Work item: An exact repetition of the records is required. Leave nothing out.

+++++

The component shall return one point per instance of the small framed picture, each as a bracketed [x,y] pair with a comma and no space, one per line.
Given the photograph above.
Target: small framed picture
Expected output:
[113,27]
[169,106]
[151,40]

+++++

Answer to this problem:
The component shall return one point per instance of the small framed picture, each as a bracketed [x,y] pair with a comma and no space, one per line.
Given the photograph above.
Target: small framed picture
Expected output:
[113,27]
[169,106]
[151,40]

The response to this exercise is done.